- [Your instructions] Resume the passage on Mycoplasma bovis in cattle, picking up right after its last sentence.

╭─ Supplied passage

As a major etiological agent of bovine mycoplasmosis globally, Mycoplasma bovis (M. bovis) causes various clinical symptoms in cattle, including pneumonia, arthritis, and mastitis (Nicholas and Ayling, 2003). Consequently, in addition to being recognized as a major pathogen in bovine respiratory disease complex (BRDC), M. bovis has also been found to cause cattle mastitis (Nicholas, 2011; Gioia et al., 2016). More importantly, infections with M. bovis cause considerable economic loss in the beef and dairy cattle industry, approximately 150 million euros across Europe as well as over $100 million per year in the United States (Nicholas and Ayling, 2003). However, it is difficult for M. bovis to be eradicated from a farm after an outbreak, and one infected cattle could be an infection source for months or even years (Burki et al., 2015).

╰─
╭─ Data section

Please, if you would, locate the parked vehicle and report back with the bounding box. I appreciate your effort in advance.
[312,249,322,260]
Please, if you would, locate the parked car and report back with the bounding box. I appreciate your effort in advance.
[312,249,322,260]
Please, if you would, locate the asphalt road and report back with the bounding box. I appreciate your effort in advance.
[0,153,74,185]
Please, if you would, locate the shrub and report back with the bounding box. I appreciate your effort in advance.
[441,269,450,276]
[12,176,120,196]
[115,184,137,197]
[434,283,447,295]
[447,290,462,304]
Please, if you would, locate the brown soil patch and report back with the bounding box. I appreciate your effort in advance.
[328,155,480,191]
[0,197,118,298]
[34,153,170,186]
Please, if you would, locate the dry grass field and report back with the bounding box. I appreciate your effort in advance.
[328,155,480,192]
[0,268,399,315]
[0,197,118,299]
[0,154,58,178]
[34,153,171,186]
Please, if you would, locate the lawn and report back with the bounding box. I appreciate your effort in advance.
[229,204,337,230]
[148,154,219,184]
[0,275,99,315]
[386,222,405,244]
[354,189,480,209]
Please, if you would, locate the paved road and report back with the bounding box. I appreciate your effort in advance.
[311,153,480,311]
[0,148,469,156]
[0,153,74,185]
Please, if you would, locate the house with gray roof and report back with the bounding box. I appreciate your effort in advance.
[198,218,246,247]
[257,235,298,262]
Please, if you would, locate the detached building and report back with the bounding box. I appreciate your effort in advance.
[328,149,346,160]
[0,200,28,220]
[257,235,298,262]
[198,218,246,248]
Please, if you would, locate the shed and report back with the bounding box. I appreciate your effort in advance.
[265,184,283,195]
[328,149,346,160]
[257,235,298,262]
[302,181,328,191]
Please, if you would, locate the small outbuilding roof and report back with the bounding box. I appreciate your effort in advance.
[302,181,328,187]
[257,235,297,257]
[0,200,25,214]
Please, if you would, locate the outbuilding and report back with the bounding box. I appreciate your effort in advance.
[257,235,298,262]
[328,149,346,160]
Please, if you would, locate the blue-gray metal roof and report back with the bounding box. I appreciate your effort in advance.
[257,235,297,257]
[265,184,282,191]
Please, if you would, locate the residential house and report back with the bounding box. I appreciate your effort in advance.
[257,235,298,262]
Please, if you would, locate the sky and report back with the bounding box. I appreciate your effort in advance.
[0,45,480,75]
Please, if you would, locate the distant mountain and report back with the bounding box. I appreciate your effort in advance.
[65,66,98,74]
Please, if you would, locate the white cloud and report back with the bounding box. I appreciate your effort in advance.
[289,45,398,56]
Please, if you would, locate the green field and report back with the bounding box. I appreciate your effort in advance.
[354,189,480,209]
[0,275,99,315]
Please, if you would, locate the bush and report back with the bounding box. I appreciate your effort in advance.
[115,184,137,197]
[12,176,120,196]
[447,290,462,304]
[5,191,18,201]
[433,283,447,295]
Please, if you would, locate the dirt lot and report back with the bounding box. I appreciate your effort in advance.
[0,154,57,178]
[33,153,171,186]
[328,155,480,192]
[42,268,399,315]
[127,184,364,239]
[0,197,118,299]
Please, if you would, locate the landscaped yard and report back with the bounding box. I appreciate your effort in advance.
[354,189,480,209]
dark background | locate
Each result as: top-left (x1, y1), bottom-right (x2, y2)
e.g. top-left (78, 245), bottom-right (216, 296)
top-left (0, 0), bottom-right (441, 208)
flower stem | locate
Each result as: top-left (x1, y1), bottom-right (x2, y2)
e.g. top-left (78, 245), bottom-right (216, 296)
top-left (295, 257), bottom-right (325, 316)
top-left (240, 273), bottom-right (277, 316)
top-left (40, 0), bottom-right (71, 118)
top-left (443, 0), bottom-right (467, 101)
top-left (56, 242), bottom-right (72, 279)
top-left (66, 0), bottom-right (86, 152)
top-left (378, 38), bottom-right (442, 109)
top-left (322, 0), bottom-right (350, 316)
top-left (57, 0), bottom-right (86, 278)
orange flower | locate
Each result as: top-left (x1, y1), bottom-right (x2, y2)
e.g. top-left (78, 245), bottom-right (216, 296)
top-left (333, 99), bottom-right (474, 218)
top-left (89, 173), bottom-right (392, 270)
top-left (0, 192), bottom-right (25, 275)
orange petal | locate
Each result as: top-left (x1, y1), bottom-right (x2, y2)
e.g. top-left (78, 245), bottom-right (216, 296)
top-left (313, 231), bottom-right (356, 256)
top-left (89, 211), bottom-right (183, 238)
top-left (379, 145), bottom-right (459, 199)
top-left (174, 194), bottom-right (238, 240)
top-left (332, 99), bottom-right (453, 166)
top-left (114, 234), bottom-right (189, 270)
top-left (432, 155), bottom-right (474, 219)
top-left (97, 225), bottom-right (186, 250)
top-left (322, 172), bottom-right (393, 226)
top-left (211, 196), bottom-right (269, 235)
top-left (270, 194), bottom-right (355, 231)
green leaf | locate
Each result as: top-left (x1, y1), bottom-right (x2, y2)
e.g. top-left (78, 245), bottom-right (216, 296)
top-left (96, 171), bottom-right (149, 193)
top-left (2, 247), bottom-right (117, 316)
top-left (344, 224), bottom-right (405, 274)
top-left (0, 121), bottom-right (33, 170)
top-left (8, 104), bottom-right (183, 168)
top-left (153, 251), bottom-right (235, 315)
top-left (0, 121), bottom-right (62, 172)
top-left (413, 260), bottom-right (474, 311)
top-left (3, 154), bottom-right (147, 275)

╰─

- [Expected answer]
As mentioned, rapid and accurate detection of M. bovis is imperative for effective prevention and control of the disease. Although bacteriological culture is considered to be the gold standard for the diagnosis of infection, routine diagnosis is not prioritized in practice. The culture method tends to be laborious, time-consuming, and lacks sensitivity and specificity owing to the fastidious nature of M. bovis, overgrowth of other contaminant bacteria, and subsequent difficulties in species identification (Khodakaram-Tafti and Lopez, 2004; Caswell and Archambault, 2007). Serological methods are typically used as a herd-level disease diagnostic test, and a variety of commercial M. bovis ELISA tests have been developed to detect antibodies in the milk and serum (Heller et al., 1993; Le et al., 2002; Nicholas and Ayling, 2003). However, they are not ideally suited for M. bovis infection investigations with individual animals, as a misdiagnosis may occur due to the delayed seroconversion after natural infection (Calcutt et al., 2018). Moreover, the high level of seroprevalence in many cattle herds restricts their routine use for diagnosis (Calcutt et al., 2018).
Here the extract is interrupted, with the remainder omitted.